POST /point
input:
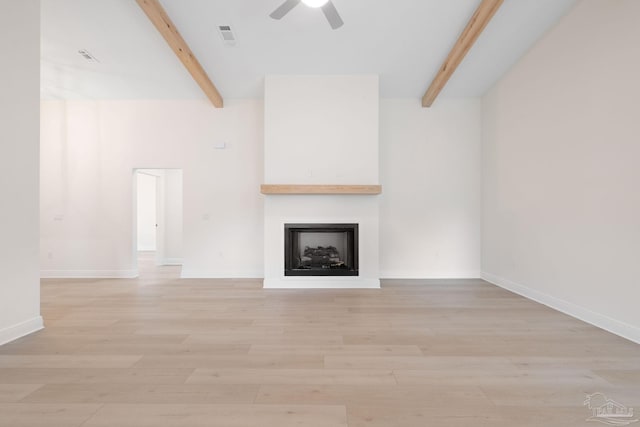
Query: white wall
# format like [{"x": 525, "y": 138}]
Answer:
[
  {"x": 173, "y": 227},
  {"x": 89, "y": 152},
  {"x": 321, "y": 130},
  {"x": 430, "y": 206},
  {"x": 561, "y": 217},
  {"x": 19, "y": 283},
  {"x": 146, "y": 195}
]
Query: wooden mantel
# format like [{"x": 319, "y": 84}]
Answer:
[{"x": 274, "y": 189}]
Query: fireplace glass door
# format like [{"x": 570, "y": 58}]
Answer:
[{"x": 321, "y": 249}]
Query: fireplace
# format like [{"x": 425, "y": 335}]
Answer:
[{"x": 321, "y": 249}]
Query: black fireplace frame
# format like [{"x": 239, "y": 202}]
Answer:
[{"x": 291, "y": 241}]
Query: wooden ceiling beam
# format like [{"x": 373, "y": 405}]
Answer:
[
  {"x": 472, "y": 31},
  {"x": 157, "y": 15}
]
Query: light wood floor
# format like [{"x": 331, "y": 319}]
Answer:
[{"x": 163, "y": 352}]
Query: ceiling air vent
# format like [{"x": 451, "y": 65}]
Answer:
[
  {"x": 88, "y": 55},
  {"x": 228, "y": 38}
]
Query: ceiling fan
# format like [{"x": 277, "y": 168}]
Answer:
[{"x": 327, "y": 6}]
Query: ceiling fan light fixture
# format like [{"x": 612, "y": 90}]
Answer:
[{"x": 315, "y": 3}]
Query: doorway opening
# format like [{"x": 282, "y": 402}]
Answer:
[{"x": 157, "y": 235}]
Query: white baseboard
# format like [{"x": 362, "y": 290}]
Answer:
[
  {"x": 171, "y": 261},
  {"x": 321, "y": 283},
  {"x": 220, "y": 274},
  {"x": 404, "y": 274},
  {"x": 21, "y": 329},
  {"x": 614, "y": 326},
  {"x": 88, "y": 274}
]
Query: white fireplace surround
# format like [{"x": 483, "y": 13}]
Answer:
[
  {"x": 329, "y": 139},
  {"x": 361, "y": 210}
]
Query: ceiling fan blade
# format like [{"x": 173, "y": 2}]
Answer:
[
  {"x": 332, "y": 15},
  {"x": 284, "y": 8}
]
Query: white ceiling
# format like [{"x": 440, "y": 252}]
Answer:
[{"x": 404, "y": 41}]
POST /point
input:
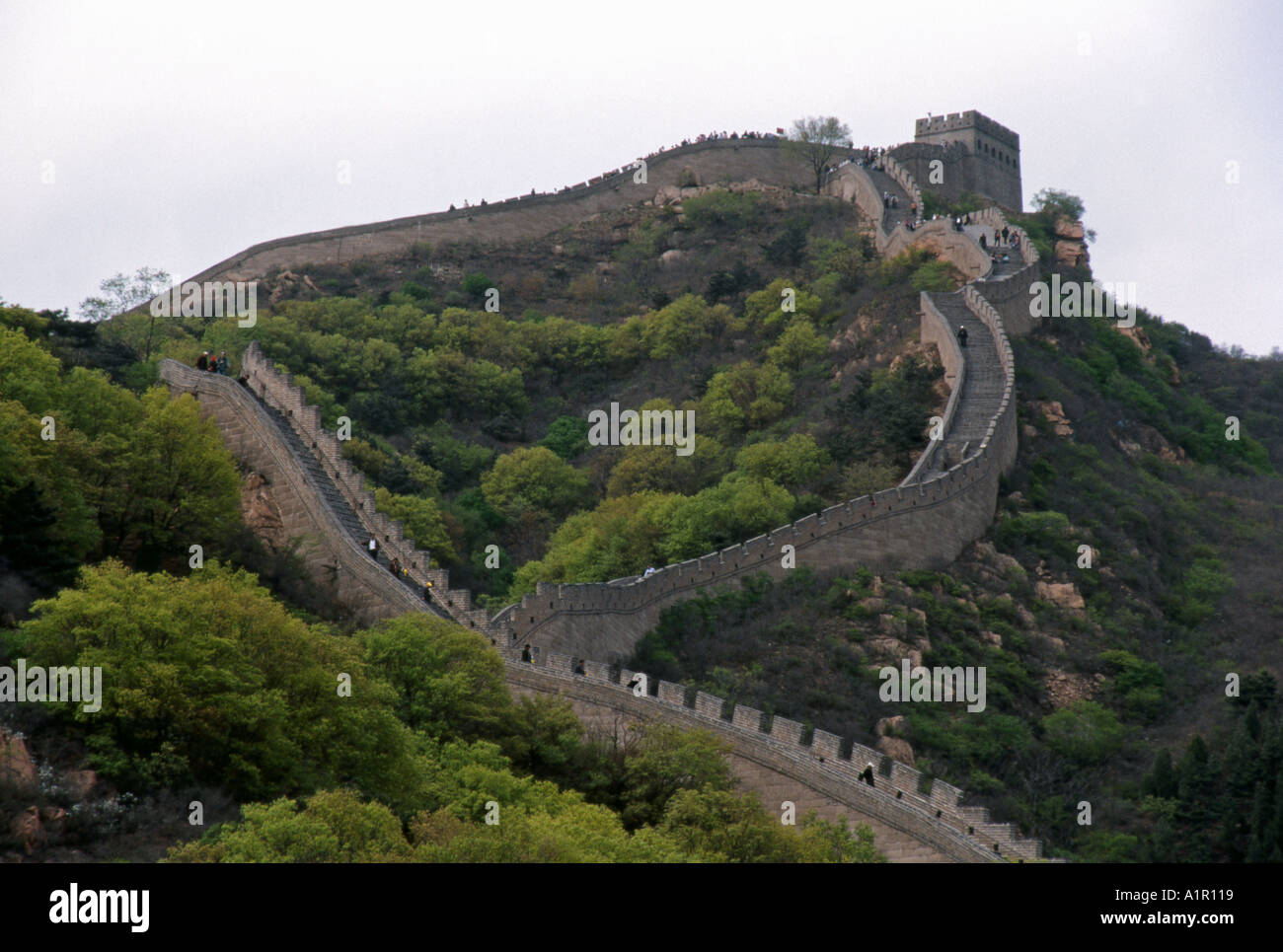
----------
--- Exercise instructions ---
Rewrite all of the records above as a JSON list of strings, with one string for each line and blank lines omitted. Leave the pictures out of the answer.

--- Output ---
[
  "POST /point",
  "input:",
  "Query: white wall",
  "# format like [{\"x\": 525, \"y\": 138}]",
  "Answer:",
  "[",
  "  {\"x\": 173, \"y\": 227},",
  "  {\"x\": 89, \"y\": 152},",
  "  {\"x\": 321, \"y\": 130},",
  "  {\"x\": 430, \"y\": 206},",
  "  {\"x\": 561, \"y\": 217},",
  "  {\"x\": 19, \"y\": 283},",
  "  {\"x\": 146, \"y\": 195}",
  "]",
  "Query: wooden mantel",
  "# format like [{\"x\": 319, \"y\": 84}]",
  "Answer:",
  "[{\"x\": 274, \"y\": 189}]",
  "Query: fireplace glass door",
  "# format like [{\"x\": 570, \"y\": 58}]",
  "Answer:",
  "[{\"x\": 321, \"y\": 249}]",
  "Query: fireplace",
  "# format like [{\"x\": 425, \"y\": 335}]",
  "Answer:",
  "[{\"x\": 321, \"y\": 249}]",
  "Query: black fireplace frame",
  "# format like [{\"x\": 239, \"y\": 202}]",
  "Answer:",
  "[{\"x\": 291, \"y\": 241}]",
  "Query: wooden ceiling beam",
  "# format like [{\"x\": 373, \"y\": 405}]",
  "Answer:",
  "[",
  "  {\"x\": 472, \"y\": 31},",
  "  {\"x\": 157, \"y\": 15}",
  "]",
  "Query: light wood floor",
  "# format like [{\"x\": 331, \"y\": 319}]",
  "Answer:",
  "[{\"x\": 163, \"y\": 352}]",
  "Query: ceiling air vent",
  "# format like [{\"x\": 451, \"y\": 65}]",
  "Answer:",
  "[",
  "  {\"x\": 88, \"y\": 55},",
  "  {\"x\": 228, \"y\": 38}",
  "]",
  "Query: ceiling fan",
  "# format like [{\"x\": 277, \"y\": 168}]",
  "Answer:",
  "[{\"x\": 327, \"y\": 6}]",
  "Query: ceiling fan light fixture",
  "# format like [{\"x\": 612, \"y\": 90}]",
  "Answer:",
  "[{\"x\": 315, \"y\": 3}]",
  "Query: doorway opening",
  "# format like [{\"x\": 282, \"y\": 402}]",
  "Answer:",
  "[{\"x\": 157, \"y\": 235}]",
  "Query: white baseboard",
  "# format like [{\"x\": 362, \"y\": 290}]",
  "Answer:",
  "[",
  "  {\"x\": 171, \"y\": 261},",
  "  {\"x\": 321, \"y\": 283},",
  "  {\"x\": 220, \"y\": 274},",
  "  {\"x\": 404, \"y\": 274},",
  "  {\"x\": 21, \"y\": 329},",
  "  {\"x\": 614, \"y\": 326},",
  "  {\"x\": 88, \"y\": 274}",
  "]",
  "Query: white fireplace surround",
  "# format like [{\"x\": 483, \"y\": 13}]",
  "Answer:",
  "[",
  "  {\"x\": 329, \"y\": 139},",
  "  {\"x\": 361, \"y\": 210}",
  "]",
  "Query: ceiling fan blade",
  "# format like [{\"x\": 173, \"y\": 2}]",
  "Answer:",
  "[",
  "  {\"x\": 332, \"y\": 15},",
  "  {\"x\": 284, \"y\": 8}",
  "]",
  "Query: white ceiling",
  "# format like [{\"x\": 440, \"y\": 252}]",
  "Answer:",
  "[{\"x\": 404, \"y\": 41}]",
  "POST /point",
  "input:"
]